In the premed blog posts, what MCAT score does the admissions formula call for?

** Text follows **

Tuesday, May 30, 2006

Why do this?

The number one premed faux pas has to be, “I want to help people.”

What the person really means is that becoming a physician has an allure of being smart, wealthy, respected, and attractive to the opposite sex. None of those things are true. The majority embody the antithesis of these attributes.

Ah, you REALLY want to help.

How about an example of how not to help? So you’re a full fledged doctor at a well respected institution, in fact it’s world renown for a particular illness. You’re micromanaged, have a large case load, and are supposed to be conducting research simultaneously. What’s the over worked to do? You guessed it; take several weeks off to attend an international conference on the Continent. Keep in mind all your patients will remain in the U.S. and are relying on you for their various therapeutic regimens. Surely you’ve thought about writing orders for your patients and have left instructions with your nurses. Nope. You jet off, putting off people with aggressive things growing inside. They have to wait until you get back to get all the things you normally order for them like blood tests, imaging, medication, things like that.

Oh this can’t be true you’re thinking. But it is.

So after training, in the face of burn out, illness, administrators, and your colleagues, your decisions really do have an impact.

The legend of the vacuous matriculant.

Something happened last week that spurs me to make a few more comments concerning matriculation. A buddy stopped me in the hall and mentioned that quite a few people from my former graduate institution matriculated this year. During the litany, I recognized a name. I had several classes with this person and also knew that their MCAT performance was abysmal, <20. Yet this individual waltzed into the class of 2010. So good reader, the previous post, while my contentions are usually correct, didn’t consider the outliers.

Legends abound. Sometimes it’s the 2.0 warrior whose parent is a MD. Another, the minority who didn’t even have to fill out a paper application after completing the institution’s minority MCAT preparatory course. My favorite, the sexy applicant who slept with his/her interviewer. These urban legends bounce around campus and are usually quelled by premed advisors, professors, and current medical students. Make no mistake friend; mythology sometimes creeps into real life.

Thursday, May 18, 2006

So, you’ve decided to pursue the most self selecting profession and attend medical school. As a dutiful academic bent on the study of medicine you go to the library and select a canonic title. The odds favor one of Stephen Bergman’s books, Melvin Konner’s Becoming a Doctor, or the superlative Arrowsmith by Sinclair Lewis. In reality the average premed wouldn’t dare read trite fiction. Their reality is consumed with how to ace organic chemistry while simultaneously crushing the MCAT. Life should be more than selfish narrow pursuits but let’s be honest; matriculation requires a crushing amount of focus.

This reminds me, if you happen to stumble along this blog and are asking yourself, “why doesn’t this pedantic f*** quit expounding on books he claims to have read and just tell me how to get in?” Your wish is my command. Get A’s in every single prerequisite, swing B’s in everything else, and score a 30 on the MCAT, major is unimportant. Simple eh? Here comes the important part. Listen up. IF YOU DEVIATE FROM THIS FORMULA IT BECOMES EXPONENTIALLY HARDER TO MATRICULATE, EVER. Getting accepted isn’t rocket science, far from it. Admissions committees are looking for students who will be able to handle the curriculum. This decision is almost solely based, hold your breath, on undergraduate grades. UG grades are hardly an accurate representation of intelligence. It doesn’t matter that legions of boring, truncated, selfish, and mean people benefit from this admissions practice. UG grades are everything for admissions committees. Please, please save yourself the anguish. Don’t screw with the formula.

** End of Text **
** Data for review follows **

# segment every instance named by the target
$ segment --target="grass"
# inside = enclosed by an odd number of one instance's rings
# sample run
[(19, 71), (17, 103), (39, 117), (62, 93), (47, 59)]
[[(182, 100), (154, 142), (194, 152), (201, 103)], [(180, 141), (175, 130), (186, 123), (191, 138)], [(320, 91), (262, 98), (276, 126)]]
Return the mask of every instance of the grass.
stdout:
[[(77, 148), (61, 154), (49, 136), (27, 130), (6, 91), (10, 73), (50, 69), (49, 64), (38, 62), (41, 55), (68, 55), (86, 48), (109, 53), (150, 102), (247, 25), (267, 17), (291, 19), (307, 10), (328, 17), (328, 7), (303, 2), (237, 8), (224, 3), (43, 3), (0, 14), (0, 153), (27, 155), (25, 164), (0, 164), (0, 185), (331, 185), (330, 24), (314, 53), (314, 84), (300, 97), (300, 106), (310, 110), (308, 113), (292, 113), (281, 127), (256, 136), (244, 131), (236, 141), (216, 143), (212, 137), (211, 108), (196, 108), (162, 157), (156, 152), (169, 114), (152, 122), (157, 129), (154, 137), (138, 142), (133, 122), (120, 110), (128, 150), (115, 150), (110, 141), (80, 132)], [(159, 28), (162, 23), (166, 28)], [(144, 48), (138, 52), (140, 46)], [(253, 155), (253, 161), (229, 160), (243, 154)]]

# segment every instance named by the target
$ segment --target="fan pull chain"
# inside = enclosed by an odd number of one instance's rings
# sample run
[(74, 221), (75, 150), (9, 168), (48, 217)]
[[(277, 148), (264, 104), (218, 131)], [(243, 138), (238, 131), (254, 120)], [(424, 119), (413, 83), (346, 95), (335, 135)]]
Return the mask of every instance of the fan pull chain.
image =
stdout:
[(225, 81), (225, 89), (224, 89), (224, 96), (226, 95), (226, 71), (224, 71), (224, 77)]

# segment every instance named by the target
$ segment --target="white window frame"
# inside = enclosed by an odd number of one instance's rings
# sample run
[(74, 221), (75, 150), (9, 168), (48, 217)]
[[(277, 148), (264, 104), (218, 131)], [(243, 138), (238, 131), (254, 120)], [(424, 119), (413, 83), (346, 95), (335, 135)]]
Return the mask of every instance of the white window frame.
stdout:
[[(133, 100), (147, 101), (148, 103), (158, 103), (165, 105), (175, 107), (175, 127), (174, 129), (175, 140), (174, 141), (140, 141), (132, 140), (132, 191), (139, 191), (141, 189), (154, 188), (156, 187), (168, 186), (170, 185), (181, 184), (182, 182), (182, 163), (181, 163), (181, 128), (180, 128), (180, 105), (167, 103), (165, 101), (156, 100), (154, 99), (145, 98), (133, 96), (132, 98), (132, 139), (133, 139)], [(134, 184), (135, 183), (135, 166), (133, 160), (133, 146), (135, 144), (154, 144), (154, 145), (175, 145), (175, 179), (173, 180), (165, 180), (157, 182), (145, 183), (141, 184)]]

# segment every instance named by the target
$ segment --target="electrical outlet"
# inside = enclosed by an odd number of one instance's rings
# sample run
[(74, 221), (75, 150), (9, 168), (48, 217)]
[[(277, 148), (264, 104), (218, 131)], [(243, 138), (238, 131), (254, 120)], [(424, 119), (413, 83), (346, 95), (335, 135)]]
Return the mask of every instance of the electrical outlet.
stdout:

** End of Data for review **

→ **Solution**
A score of 30.